**Exercise task**
Please reproduce the material below line for line, changing nothing.

- - - - -

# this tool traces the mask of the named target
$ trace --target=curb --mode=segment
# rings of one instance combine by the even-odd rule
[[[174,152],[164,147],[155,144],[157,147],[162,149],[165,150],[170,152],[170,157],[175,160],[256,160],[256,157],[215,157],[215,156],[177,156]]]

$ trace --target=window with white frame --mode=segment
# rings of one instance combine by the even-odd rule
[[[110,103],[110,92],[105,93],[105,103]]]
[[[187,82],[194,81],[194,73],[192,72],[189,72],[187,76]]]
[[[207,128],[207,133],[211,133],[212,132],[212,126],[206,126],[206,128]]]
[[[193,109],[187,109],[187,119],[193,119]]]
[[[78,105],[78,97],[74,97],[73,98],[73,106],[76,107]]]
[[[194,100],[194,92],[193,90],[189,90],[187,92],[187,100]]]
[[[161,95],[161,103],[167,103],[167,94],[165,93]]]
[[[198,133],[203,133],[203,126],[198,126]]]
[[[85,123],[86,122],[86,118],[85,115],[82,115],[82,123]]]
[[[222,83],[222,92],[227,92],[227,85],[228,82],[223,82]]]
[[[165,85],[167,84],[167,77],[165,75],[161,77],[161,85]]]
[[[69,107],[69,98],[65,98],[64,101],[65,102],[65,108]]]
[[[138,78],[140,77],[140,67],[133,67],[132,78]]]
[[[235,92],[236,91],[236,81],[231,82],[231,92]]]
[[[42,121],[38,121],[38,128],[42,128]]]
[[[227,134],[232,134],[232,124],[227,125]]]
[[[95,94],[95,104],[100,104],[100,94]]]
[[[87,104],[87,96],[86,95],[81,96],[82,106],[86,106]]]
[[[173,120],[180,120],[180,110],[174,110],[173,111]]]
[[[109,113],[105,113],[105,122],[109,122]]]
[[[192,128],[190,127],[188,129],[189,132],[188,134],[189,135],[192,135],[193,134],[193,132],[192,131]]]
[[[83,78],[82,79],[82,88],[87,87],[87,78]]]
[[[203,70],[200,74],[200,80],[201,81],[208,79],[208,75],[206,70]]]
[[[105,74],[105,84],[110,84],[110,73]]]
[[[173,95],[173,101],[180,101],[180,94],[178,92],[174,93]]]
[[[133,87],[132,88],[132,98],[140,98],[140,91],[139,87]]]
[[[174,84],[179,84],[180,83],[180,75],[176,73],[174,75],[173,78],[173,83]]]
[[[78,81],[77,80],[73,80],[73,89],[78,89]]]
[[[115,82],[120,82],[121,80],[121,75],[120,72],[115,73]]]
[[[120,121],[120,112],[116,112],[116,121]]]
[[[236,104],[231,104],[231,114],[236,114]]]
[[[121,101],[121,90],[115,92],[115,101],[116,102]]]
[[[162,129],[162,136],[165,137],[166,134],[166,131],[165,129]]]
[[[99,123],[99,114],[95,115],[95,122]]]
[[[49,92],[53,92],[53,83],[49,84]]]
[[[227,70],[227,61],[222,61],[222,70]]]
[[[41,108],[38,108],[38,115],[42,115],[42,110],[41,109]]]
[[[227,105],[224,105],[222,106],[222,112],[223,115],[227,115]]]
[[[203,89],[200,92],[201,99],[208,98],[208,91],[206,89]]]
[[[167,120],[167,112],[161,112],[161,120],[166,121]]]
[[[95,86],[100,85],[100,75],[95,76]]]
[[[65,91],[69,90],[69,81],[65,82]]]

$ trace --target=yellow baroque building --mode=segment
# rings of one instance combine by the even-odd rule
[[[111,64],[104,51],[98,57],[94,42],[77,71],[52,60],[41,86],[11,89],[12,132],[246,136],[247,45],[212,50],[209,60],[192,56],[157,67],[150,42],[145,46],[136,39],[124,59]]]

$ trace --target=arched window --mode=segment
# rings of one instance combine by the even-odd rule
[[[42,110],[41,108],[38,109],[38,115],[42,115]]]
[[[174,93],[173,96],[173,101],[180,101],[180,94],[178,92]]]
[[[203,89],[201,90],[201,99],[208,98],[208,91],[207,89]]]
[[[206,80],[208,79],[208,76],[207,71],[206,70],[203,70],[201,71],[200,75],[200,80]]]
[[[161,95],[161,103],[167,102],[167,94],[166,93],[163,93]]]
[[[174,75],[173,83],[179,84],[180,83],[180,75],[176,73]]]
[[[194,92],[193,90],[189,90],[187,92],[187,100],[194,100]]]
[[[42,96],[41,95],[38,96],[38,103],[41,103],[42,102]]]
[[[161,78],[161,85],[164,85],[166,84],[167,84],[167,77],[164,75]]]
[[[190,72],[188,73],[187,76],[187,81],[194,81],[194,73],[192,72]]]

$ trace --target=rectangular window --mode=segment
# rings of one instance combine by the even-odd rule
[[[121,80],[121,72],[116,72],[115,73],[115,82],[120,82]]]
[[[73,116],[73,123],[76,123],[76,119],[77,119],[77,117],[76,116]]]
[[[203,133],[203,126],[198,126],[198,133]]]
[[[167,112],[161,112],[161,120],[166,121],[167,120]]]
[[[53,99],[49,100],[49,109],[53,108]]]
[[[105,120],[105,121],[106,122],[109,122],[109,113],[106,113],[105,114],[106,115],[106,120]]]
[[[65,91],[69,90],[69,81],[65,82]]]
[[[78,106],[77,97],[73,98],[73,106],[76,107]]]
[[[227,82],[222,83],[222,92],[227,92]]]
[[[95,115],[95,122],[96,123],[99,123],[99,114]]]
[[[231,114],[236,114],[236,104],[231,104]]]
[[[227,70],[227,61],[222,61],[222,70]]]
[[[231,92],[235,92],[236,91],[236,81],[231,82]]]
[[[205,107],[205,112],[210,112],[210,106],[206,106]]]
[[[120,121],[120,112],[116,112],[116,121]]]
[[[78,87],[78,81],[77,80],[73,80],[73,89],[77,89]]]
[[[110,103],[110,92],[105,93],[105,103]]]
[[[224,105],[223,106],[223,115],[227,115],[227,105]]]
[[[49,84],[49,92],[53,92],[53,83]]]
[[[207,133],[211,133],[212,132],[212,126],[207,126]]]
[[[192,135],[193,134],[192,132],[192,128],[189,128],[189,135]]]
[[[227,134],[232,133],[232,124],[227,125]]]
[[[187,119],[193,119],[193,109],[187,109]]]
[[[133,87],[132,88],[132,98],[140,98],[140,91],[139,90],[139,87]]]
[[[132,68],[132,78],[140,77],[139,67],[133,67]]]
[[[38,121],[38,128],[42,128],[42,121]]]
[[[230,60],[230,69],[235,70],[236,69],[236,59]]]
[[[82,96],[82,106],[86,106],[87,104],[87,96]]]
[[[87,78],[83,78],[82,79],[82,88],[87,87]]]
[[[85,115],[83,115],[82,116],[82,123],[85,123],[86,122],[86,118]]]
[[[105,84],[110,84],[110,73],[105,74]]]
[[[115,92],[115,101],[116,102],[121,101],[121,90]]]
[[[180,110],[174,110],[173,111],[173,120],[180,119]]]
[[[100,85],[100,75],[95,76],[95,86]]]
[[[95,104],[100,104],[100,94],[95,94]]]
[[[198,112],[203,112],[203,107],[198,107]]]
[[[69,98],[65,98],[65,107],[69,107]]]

- - - - -

**Result of the exercise**
# this tool traces the mask of the named target
$ trace --target=curb --mode=segment
# rings of one instance combine by the even-odd rule
[[[174,152],[164,147],[155,144],[157,147],[162,149],[165,150],[170,152],[170,157],[175,160],[256,160],[256,157],[215,157],[215,156],[177,156]]]

$ trace --target=window with white frame --mode=segment
# rings of one instance combine by the even-odd rule
[[[110,103],[110,92],[105,93],[105,103]]]
[[[187,82],[194,81],[194,73],[192,72],[189,72],[187,76]]]
[[[207,128],[207,133],[211,133],[212,132],[212,126],[206,126],[206,128]]]
[[[193,109],[187,109],[187,119],[193,119]]]
[[[78,105],[78,97],[74,97],[73,98],[73,106],[76,107]]]
[[[194,100],[194,92],[193,90],[189,90],[187,92],[187,100]]]
[[[161,95],[161,103],[167,103],[167,94],[165,93]]]
[[[198,133],[203,133],[203,126],[198,126]]]
[[[85,123],[86,122],[86,118],[85,115],[82,115],[82,123]]]
[[[222,83],[222,92],[227,92],[227,85],[228,82],[223,82]]]
[[[165,85],[167,84],[167,77],[165,75],[161,77],[161,85]]]
[[[69,107],[69,98],[65,98],[64,101],[65,102],[65,108]]]
[[[138,78],[140,77],[140,67],[133,67],[132,78]]]
[[[235,92],[236,91],[236,81],[231,82],[231,92]]]
[[[42,121],[38,121],[38,128],[42,128]]]
[[[227,134],[232,134],[232,124],[227,125]]]
[[[95,94],[95,104],[100,104],[100,94]]]
[[[87,104],[87,96],[86,95],[81,96],[82,106],[86,106]]]
[[[173,120],[180,120],[180,110],[174,110],[173,111]]]
[[[109,113],[105,113],[105,122],[109,122]]]
[[[192,128],[190,127],[188,129],[189,132],[188,134],[189,135],[192,135],[193,134],[193,132],[192,131]]]
[[[83,78],[82,79],[82,88],[87,87],[87,78]]]
[[[203,70],[200,74],[200,80],[201,81],[208,79],[208,75],[206,70]]]
[[[105,74],[105,84],[110,84],[110,73]]]
[[[173,95],[173,101],[180,101],[180,94],[178,92],[174,93]]]
[[[133,87],[132,88],[132,98],[140,98],[140,91],[139,87]]]
[[[174,84],[179,84],[180,83],[180,75],[176,73],[174,75],[173,78],[173,83]]]
[[[78,81],[77,80],[73,80],[73,89],[78,89]]]
[[[115,82],[120,82],[121,80],[121,75],[120,72],[115,73]]]
[[[120,121],[120,112],[116,112],[116,121]]]
[[[236,104],[231,104],[231,114],[236,114]]]
[[[121,101],[121,90],[115,92],[115,101],[116,102]]]
[[[162,129],[162,136],[165,137],[166,134],[166,131],[165,129]]]
[[[99,123],[99,114],[95,115],[95,122]]]
[[[49,92],[53,92],[53,83],[49,84]]]
[[[227,70],[227,61],[222,61],[222,70]]]
[[[41,108],[38,108],[38,115],[42,115],[42,110],[41,109]]]
[[[227,105],[224,105],[222,106],[222,112],[223,115],[227,115]]]
[[[203,89],[200,92],[201,99],[208,98],[208,91],[206,89]]]
[[[167,120],[167,112],[161,112],[161,120],[166,121]]]
[[[95,86],[100,85],[100,75],[95,76]]]
[[[65,91],[69,90],[69,81],[65,82]]]

$ trace --target=yellow baroque building --mode=segment
# rings of one instance combine by the even-odd rule
[[[111,64],[104,51],[98,57],[94,42],[77,71],[52,60],[41,86],[11,89],[12,132],[246,136],[247,45],[212,50],[209,60],[192,56],[157,67],[150,42],[145,46],[136,39],[124,59]]]

$ trace --target=arched window --mode=segment
# rings of one instance combine by the even-odd rule
[[[42,110],[41,108],[38,109],[38,115],[42,115]]]
[[[174,93],[173,96],[173,101],[180,101],[180,94],[178,92]]]
[[[203,89],[201,90],[201,99],[208,98],[208,91],[207,89]]]
[[[206,80],[208,79],[208,76],[207,71],[206,70],[203,70],[201,71],[200,75],[200,80]]]
[[[161,95],[161,103],[167,102],[167,94],[166,93],[163,93]]]
[[[174,75],[173,83],[179,84],[180,83],[180,75],[176,73]]]
[[[194,92],[193,90],[189,90],[187,92],[187,100],[194,100]]]
[[[42,96],[41,95],[38,96],[38,103],[41,103],[42,102]]]
[[[161,78],[161,85],[164,85],[166,84],[167,84],[167,77],[164,75]]]
[[[190,72],[188,73],[187,76],[187,81],[194,81],[194,73],[192,72]]]

$ trace --target=rectangular window --mode=segment
# rings of one instance combine by the even-odd rule
[[[121,80],[121,72],[116,72],[115,73],[115,82],[120,82]]]
[[[73,116],[73,123],[76,123],[76,119],[77,119],[77,117],[76,116]]]
[[[203,133],[203,126],[198,126],[198,133]]]
[[[167,112],[161,112],[161,120],[166,121],[167,120]]]
[[[53,99],[49,100],[49,109],[53,108]]]
[[[105,120],[105,121],[106,122],[109,122],[109,113],[106,113],[105,114],[106,115],[106,120]]]
[[[65,91],[69,90],[69,81],[65,82]]]
[[[78,106],[77,97],[73,98],[73,106],[76,107]]]
[[[227,82],[222,83],[222,92],[227,92]]]
[[[95,115],[95,122],[96,123],[99,123],[99,114]]]
[[[231,114],[236,114],[236,104],[231,104]]]
[[[227,70],[227,61],[222,61],[222,70]]]
[[[231,92],[235,92],[236,91],[236,81],[231,82]]]
[[[205,107],[205,112],[210,112],[210,106],[206,106]]]
[[[120,121],[120,112],[116,112],[116,121]]]
[[[78,87],[78,81],[77,80],[73,80],[73,89],[77,89]]]
[[[110,103],[110,92],[105,93],[105,103]]]
[[[224,105],[223,106],[223,115],[227,115],[227,105]]]
[[[49,84],[49,92],[53,92],[53,83]]]
[[[207,133],[211,133],[212,132],[212,126],[207,126]]]
[[[192,135],[193,134],[192,132],[192,128],[189,128],[189,135]]]
[[[227,134],[232,133],[232,124],[227,125]]]
[[[187,119],[193,119],[193,109],[187,109]]]
[[[133,87],[132,88],[132,98],[140,98],[140,91],[139,90],[139,87]]]
[[[132,68],[132,78],[140,77],[139,67],[133,67]]]
[[[38,121],[38,128],[42,128],[42,121]]]
[[[230,60],[230,69],[235,70],[236,69],[236,59]]]
[[[82,96],[82,106],[86,106],[87,104],[87,96]]]
[[[87,78],[83,78],[82,79],[82,88],[87,87]]]
[[[85,115],[83,115],[82,116],[82,123],[85,123],[86,122],[86,118]]]
[[[105,84],[110,84],[110,73],[105,74]]]
[[[115,92],[115,101],[116,102],[121,101],[121,90]]]
[[[180,110],[174,110],[173,111],[173,120],[180,119]]]
[[[100,85],[100,75],[95,76],[95,86]]]
[[[95,104],[100,104],[100,94],[95,94]]]
[[[198,112],[203,112],[203,107],[198,107]]]
[[[69,98],[65,98],[65,107],[69,107]]]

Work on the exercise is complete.